ÜBUNGSTEXT
····················

Der Pastoralbus ist ein Leuchtturm-Projekt der katholischen Kirche in der ostdeutschen Diaspora – und ein gutes Beispiel für die Arbeit des Bonifatiuswerks der deutschen Katholiken. Das in Paderborn ansässige Hilfswerk unterstützt katholische Christen, die in einer extremen Minderheitensituation leben, mit Geld- und Sachmitteln. Am Beispiel Bautzen heißt das: Der Pastoralbus wird mit 120.000 Euro für zwei Jahre komplett vom Bonifatiuswerk finanziert, danach muss die Pfarrgemeinde die Finanzierung selbst übernehmen oder andere Geldquellen finden.
Auch das wohl bekannteste Markenzeichen des Bonifatiuswerks hat vier Räder: Die gelben "Boni-Busse". Rund 600 Stück sind davon derzeit in Deutschland unterwegs, in manchen Gegenden sind sie die sichtbarsten Botschafter der katholischen Kirche. Für Georg Austen, den Generalsekretär des Bonifatiuswerks, sind die Busse "mobile Glaubenshelfer". In Regionen mit nur wenigen Katholiken bringen sie die Menschen zum Gottesdienst und anderen kirchlichen Veranstaltungen, damit die Gläubigen auch in der Diaspora Glaubensgemeinschaft erfahren können. Bis zu 50 "Boni-Busse" werden jedes Jahr neu an Pfarrgemeinden und andere katholische Einrichtungen übergeben. Das Bonifatiuswerk finanziert die Busse jeweils zu zwei Dritteln (rund 20.000 Euro), den Rest müssen die Empfänger selbst tragen.
Insgesamt hat das Bonifatiuswerk Katholiken in der Diaspora in Deutschland, Nordeuropa und dem Baltikum im vergangenen Jahr mit 15,1 Millionen Euro unterstützt. Gefördert wurden 827 Projekte, davon allein 747 in Deutschland. Neben den "Boni-Bussen" finanziert das Hilfswerk vor allem kirchliche Bauvorhaben, Aktivitäten im Bereich der Kinder- und Jugendhilfe sowie Glaubensprojekte.
Eröffnung der Diaspora-Aktion in Erfurt
Das Geld für dieses Engagement kommt vor allem aus Spenden, Vermächtnissen und Kollekten. Am ertragreichsten ist hierbei der Diaspora-Sonntag: Immer am dritten Sonntag im November – in diesem Jahr am 19. November – wird bundesweit in allen Gottesdiensten für das Bonifatiuswerk gesammelt, im vergangenen Jahr kamen dabei mehr als 2,1 Millionen Euro zusammen.
Der Diaspora-Sonntag ist zugleich der Abschluss der bundesweiten Diaspora-Aktion, die an diesem Sonntag im Erfurter Dom eröffnet wird. Unter dem Leitwort "Keiner soll alleine glauben. Unsere Identität: Segen sein" will die Aktion zwei Wochen lang auf die Arbeit des Bonifatiuswerks aufmerksam machen und aktuelle Projekte vorstellen. Zur Sprache könnte dabei auch die Wiederbesiedelung des brandenburgischen Klosters Neuzelle kommen. Das viel beachtete Projekt wird ebenfalls vom Bonifatiuswerk unterstützt. Unter anderem haben die vier Zisterziensermönche für ihre pastorale Arbeit bereits einen "Boni-Bus" bestellt.

····················

ANGABEN
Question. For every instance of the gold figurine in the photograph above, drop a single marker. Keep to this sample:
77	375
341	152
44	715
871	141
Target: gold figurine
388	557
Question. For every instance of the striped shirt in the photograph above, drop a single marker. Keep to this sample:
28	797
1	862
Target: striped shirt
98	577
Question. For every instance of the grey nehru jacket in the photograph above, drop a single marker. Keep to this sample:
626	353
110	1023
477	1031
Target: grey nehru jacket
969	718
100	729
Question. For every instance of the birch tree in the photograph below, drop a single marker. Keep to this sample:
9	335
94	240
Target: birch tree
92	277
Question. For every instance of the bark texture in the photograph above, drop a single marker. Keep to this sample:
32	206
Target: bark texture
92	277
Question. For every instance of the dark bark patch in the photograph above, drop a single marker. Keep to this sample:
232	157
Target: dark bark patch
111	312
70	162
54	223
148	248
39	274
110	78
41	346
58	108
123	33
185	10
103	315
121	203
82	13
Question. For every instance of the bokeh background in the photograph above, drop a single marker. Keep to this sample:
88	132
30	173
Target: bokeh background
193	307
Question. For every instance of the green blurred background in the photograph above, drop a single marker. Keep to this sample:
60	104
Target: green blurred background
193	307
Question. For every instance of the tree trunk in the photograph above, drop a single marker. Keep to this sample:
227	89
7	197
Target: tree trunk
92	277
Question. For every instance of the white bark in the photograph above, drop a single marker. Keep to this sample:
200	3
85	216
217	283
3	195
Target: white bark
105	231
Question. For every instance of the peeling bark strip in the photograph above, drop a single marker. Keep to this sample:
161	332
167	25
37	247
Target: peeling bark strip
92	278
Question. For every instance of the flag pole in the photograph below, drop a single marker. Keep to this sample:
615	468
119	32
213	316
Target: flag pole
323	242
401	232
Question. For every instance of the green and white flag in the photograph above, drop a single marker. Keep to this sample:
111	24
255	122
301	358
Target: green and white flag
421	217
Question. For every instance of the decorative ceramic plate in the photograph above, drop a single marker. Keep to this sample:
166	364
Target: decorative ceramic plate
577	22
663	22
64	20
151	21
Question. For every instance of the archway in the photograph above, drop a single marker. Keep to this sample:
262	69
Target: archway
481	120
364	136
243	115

····················

AUFGABEN
1. Schreibe einen Abschnitt aus dem Übungstext Wort für Wort ab. Setze bei den Worten „Insgesamt hat das“ ein und ende nach „Jugendhilfe sowie Glaubensprojekte.“.
2. Zähle alle Geldbeträge in Euro auf, die im Übungstext genannt werden.

LÖSUNGEN
1.
Insgesamt hat das Bonifatiuswerk Katholiken in der Diaspora in Deutschland, Nordeuropa und dem Baltikum im vergangenen Jahr mit 15,1 Millionen Euro unterstützt. Gefördert wurden 827 Projekte, davon allein 747 in Deutschland. Neben den "Boni-Bussen" finanziert das Hilfswerk vor allem kirchliche Bauvorhaben, Aktivitäten im Bereich der Kinder- und Jugendhilfe sowie Glaubensprojekte.

2.
- 120.000 Euro
- rund 20.000 Euro
- 15,1 Millionen Euro
- mehr als 2,1 Millionen Euro